===== PASSAGE SHOWN =====
Formulas for the (top) coefficients of the characteristic polynomial of a matrix

The first guess is correct and follows directly from the permutation expansion of the determinant. The second guess is also correct. The generalization is

$$\text{tr}^{(n)}(A) = \text{tr } \Lambda^n(A) = \frac{1}{n!} \sum_{\pi \in S_n} \text{sgn}(\pi) \text{tr}_{\pi}(A)$$

where $\Lambda^n(A)$ is the action of $A$ on the exterior power $\Lambda^n$, $\text{tr}_n(A) = \text{tr}(A^n)$ and, for a permutation $\pi$ with cycle type $(\lambda_1, ... \lambda_k)$, we define $\text{tr}_{\pi} = \text{tr}_{\lambda_1} ... \text{tr}_{\lambda_k}$.

For example, $S_3$ has one element with cycle type $(1, 1, 1)$, three elements with cycle type $(1, 2)$, and two elements with cycle type $(3)$. It follows that

$$\text{tr}^{(3)}(A) = \frac{1}{6} \left( \text{tr}(A)^3 - 3 \text{tr}(A^2) \text{tr}(A) + 2 \text{tr}(A^3) \right).$$

This identity is really an identity of symmetric functions expressing the elementary symmetric functions in terms of the power symmetric functions. It can be deduced from Newton's identities or the exponential formula. You can find a more thorough exposition in Stanley's Enumerative Combinatorics, Vol. II, Chapter 7.


Some exposition is in order regarding what this has to do with exterior powers. Suppose that $A$ is diagonalizable with eigenvalues $\lambda_1, ... \lambda_n$ and eigenvectors $e_1, ... e_n$. Then of course $\text{tr}(A) = \sum \lambda_i$. More generally $\text{tr}^{(k)}(A) = \sum_{i_1 < ... < i_k} \lambda_{i_1} ... \lambda_{i_k}$ is the $k^{th}$ elementary symmetric polynomial in the eigenvalues.
=====
- [YOUR TASKS]:
A. In the passage on characteristic polynomial coefficients, which book and chapter are given for a fuller treatment of the identity?
B. Write the next part of the passage on characteristic polynomial coefficients, picking up after its last sentence.
The entries that come next have nothing to do with the passage on characteristic polynomial coefficients.
===== MATERIAL SHOWN =====
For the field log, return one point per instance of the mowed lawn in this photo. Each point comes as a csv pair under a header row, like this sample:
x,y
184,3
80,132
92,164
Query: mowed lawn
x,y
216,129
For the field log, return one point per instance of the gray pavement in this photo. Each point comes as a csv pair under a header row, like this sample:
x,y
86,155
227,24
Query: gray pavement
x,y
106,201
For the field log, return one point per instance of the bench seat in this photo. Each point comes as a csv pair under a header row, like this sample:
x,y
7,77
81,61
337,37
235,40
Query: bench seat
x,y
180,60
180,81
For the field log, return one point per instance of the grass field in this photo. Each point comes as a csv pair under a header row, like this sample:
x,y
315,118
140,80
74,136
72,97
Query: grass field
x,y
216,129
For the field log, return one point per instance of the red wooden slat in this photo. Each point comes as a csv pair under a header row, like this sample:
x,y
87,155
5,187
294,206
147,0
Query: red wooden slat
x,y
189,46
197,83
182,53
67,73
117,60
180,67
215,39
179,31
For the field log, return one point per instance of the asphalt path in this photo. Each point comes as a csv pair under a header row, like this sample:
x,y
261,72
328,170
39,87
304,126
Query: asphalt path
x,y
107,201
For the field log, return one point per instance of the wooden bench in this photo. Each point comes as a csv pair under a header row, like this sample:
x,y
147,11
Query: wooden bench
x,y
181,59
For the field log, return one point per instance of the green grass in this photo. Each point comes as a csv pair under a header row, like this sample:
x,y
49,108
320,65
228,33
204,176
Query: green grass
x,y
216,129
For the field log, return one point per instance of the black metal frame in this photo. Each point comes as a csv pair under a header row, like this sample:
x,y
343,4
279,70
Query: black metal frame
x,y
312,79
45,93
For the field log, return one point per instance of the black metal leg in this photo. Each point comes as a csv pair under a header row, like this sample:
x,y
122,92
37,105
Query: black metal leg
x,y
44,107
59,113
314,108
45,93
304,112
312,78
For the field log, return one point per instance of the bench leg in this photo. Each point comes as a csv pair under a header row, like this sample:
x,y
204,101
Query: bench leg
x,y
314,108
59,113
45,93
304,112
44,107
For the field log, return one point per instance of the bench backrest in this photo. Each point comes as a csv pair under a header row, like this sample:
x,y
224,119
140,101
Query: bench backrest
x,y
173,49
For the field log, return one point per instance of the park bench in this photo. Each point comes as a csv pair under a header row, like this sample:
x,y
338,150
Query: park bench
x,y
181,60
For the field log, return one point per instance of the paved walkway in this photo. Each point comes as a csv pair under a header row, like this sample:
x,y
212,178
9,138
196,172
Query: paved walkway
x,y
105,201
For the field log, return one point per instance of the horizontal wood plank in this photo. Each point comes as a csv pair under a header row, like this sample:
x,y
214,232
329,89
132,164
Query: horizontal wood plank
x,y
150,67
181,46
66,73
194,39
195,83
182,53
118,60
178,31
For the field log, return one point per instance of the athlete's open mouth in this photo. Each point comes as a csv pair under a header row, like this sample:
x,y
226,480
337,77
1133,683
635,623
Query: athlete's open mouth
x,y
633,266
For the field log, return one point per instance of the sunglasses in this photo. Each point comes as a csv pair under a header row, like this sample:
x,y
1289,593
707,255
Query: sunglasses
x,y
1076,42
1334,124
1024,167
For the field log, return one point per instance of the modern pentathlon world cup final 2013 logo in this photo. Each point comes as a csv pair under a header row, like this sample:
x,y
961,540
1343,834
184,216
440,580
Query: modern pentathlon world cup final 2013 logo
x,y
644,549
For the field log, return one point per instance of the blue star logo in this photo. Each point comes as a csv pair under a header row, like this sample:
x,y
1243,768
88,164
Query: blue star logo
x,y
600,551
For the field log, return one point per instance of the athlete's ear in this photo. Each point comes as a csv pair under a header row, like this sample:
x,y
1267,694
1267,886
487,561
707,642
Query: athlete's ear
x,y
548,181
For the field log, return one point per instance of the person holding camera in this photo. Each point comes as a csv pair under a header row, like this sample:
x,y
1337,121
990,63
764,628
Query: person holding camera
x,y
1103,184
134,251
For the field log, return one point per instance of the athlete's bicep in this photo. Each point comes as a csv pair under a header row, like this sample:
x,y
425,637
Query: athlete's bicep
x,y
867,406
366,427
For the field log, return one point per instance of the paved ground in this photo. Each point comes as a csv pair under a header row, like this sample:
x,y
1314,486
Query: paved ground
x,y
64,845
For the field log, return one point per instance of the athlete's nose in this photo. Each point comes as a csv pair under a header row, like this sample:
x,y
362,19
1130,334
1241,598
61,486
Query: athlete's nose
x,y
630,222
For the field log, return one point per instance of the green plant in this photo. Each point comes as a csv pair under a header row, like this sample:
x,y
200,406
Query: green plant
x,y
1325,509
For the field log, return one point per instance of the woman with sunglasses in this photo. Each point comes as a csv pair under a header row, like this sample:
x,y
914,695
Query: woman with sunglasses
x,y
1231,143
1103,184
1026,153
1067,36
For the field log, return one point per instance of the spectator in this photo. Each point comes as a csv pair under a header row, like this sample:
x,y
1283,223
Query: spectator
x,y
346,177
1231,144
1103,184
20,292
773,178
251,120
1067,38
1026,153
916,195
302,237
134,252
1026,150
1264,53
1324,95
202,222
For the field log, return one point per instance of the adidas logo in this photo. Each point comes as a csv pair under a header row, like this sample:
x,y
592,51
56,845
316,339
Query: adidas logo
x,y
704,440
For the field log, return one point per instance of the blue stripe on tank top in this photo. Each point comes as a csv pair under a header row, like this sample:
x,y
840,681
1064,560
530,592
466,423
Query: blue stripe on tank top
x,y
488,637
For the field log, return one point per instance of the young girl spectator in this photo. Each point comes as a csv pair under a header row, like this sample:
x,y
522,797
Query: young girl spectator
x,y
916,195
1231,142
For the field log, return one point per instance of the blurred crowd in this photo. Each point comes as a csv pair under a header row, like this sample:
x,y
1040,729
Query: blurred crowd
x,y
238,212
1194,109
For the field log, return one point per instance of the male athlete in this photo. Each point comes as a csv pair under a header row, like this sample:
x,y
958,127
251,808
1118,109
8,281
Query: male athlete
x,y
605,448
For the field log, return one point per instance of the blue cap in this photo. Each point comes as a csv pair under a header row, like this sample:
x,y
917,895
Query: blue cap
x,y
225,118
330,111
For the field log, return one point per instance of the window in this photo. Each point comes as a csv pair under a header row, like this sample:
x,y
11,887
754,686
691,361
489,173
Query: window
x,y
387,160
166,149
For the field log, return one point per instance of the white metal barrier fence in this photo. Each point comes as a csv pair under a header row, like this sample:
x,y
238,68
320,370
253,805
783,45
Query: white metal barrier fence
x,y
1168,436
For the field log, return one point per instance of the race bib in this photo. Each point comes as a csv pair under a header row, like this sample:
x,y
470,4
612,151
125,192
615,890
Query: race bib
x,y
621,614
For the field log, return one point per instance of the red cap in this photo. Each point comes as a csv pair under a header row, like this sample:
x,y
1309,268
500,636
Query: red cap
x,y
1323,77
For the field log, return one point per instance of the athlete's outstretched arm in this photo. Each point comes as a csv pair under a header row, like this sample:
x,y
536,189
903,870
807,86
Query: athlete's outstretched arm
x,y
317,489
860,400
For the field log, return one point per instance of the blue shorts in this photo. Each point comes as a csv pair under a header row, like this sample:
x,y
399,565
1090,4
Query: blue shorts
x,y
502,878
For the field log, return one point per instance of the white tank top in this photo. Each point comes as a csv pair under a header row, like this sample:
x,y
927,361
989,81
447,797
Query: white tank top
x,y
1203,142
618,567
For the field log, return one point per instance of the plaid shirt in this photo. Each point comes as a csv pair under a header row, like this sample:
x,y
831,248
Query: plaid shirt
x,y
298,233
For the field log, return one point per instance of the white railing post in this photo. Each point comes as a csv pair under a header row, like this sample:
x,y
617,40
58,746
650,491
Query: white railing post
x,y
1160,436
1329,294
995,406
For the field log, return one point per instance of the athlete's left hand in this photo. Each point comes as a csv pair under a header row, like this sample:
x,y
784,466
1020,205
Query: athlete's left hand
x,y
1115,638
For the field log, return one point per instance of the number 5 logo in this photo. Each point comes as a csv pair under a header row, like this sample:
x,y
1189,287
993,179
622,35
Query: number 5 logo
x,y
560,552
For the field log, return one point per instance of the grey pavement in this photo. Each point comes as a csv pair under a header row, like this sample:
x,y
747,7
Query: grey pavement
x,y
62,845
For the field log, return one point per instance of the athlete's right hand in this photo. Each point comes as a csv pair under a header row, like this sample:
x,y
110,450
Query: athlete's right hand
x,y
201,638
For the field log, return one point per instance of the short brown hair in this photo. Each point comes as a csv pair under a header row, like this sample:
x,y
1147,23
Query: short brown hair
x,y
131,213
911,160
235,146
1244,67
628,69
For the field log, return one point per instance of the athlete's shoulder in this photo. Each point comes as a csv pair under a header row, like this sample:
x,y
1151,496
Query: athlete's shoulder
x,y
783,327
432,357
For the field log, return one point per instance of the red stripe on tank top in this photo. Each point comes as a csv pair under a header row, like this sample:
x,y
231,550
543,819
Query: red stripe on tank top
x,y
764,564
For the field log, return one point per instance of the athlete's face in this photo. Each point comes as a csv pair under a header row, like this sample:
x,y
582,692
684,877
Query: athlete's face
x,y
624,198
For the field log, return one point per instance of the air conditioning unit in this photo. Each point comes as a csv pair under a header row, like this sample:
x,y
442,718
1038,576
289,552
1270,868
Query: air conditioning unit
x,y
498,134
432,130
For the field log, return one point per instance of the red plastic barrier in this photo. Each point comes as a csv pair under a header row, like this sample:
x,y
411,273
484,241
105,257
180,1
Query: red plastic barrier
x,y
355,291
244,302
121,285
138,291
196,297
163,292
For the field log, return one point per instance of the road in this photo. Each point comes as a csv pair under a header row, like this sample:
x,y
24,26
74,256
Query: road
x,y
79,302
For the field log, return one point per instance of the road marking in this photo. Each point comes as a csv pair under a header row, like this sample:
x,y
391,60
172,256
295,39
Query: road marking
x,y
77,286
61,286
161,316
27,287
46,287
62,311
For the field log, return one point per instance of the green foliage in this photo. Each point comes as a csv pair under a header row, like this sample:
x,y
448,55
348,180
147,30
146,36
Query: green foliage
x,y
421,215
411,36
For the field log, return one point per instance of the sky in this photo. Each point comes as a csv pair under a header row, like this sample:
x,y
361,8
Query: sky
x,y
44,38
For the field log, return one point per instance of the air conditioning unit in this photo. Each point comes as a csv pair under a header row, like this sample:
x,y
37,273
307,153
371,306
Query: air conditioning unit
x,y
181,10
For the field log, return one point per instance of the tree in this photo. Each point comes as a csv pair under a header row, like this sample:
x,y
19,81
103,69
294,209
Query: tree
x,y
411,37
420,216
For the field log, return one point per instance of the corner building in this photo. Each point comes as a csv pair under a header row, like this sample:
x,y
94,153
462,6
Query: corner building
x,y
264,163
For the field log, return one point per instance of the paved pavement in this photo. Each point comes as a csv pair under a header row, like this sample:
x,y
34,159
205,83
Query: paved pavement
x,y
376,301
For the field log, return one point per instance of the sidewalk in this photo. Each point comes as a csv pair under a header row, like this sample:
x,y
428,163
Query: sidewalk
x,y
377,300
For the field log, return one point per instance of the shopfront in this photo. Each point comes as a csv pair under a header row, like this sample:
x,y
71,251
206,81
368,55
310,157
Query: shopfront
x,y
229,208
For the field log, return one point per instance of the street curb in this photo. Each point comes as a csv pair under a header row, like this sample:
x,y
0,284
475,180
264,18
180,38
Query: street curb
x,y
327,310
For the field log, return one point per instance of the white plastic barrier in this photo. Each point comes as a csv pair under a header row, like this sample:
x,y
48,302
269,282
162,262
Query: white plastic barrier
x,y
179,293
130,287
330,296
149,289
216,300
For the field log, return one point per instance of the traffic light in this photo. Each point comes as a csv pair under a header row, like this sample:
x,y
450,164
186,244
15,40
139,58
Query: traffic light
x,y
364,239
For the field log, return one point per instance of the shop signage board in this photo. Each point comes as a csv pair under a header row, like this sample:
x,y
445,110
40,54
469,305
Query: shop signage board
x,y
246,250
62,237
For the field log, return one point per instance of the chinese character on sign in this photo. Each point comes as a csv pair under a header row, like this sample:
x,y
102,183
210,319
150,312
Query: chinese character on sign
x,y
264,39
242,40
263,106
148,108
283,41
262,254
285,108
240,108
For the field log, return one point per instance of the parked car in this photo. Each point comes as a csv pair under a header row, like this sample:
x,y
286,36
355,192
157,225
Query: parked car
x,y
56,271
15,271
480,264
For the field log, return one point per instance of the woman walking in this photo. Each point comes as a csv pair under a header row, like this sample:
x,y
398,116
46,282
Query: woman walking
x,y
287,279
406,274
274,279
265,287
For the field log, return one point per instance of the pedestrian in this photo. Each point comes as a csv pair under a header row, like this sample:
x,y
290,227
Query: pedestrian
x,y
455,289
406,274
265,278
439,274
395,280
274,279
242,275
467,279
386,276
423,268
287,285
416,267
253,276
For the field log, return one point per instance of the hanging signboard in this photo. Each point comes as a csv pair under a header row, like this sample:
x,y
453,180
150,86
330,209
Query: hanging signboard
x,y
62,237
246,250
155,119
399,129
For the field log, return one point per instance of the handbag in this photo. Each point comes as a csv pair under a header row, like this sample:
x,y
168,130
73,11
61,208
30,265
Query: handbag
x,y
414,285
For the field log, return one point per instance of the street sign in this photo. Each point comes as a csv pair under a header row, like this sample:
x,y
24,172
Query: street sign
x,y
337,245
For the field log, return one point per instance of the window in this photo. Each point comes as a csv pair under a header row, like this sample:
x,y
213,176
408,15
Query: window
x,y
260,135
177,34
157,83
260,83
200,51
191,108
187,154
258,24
=====
- [WRITTEN ANSWERS]:
A. Stanley's Enumerative Combinatorics, Vol. II, Chapter 7.

B.
Now, if $A$ acts on a vector space $V$, then the exterior power $\Lambda^k(V)$ inherits an action of $A$ by functoriality. In this basis, it is particularly easy to describe: it is given by

$$\Lambda^k(A)(e_{i_1} \wedge ... \wedge e_{i_k}) = \lambda_{i_1} ... \lambda_{i_k} e_{i_1} \wedge ... \wedge e_{i_k}.$$

Hence the wedges of all possible ordered $k$-tuples of distinct eigenvectors of $A$ forms an eigenbasis for $\Lambda^k(A)$ acting on $\Lambda^k(V)$. It follows that $\text{tr } \Lambda^k(A) = \text{tr}^{(k)}(A)$ for all diagonalizable $A$, hence for all $A$ by continuity. Of course you can ignore all of this if you want to, but I thought I would mention it because it is a precise sense in which the other coefficients of the characteristic polynomial encode "higher traces."


I thought I might add a bit on the background of what we are talking about.

Consider a vector space $V$ with a linear operator $A$, and lets choose a basis $e_i$. Let $A\otimes A$ be the linear operator on $V\otimes V$ given by $A\otimes A (e_i\otimes e_j)=Ae_i\otimes Ae_j$. It is easy to see that $tr(A\otimes A)=tr(A)^2$. Let $\theta$ be the automorphism of $V\otimes V$ given by $\theta(e_i\otimes e_j)=e_j\otimes e_i$. We can define $Sym^2(V)$, the Symmetric Square to be the set of all elements in $V\otimes V$ which are annihilated by $\theta -Id$, and $Alt^2(V)$, the Alternating Square, to be the set of all elements that are annihilated by $\theta + Id$. Then, $V\otimes V$ decomposes into $Sym^2(V)\oplus Alt^2 (V)$ and what you are then looking for is the Trace of $A\otimes A$ when restricted to the alternating square. (Note: restriction to an invariant subspace gives a linear operator, so we can take its Trace)

Why is this Trace the sum of $\lambda_i \lambda_j$? First, the set of all $e_i\otimes e_j+e_j\otimes e_i$ is a basis for $Sym^2(V)$ and the set of all $e_i\otimes e_j - e_j\otimes e_i$ is a basis for $Alt^2(V)$. To see this, write a vector in either subspace in the basis for $V\otimes V$ and consider the fact that it is annihilated by either $\theta +Id$ or $\theta -Id$. Applying these operators gives and equation, and allows us to write the original vector in one of the bases I mentioned above.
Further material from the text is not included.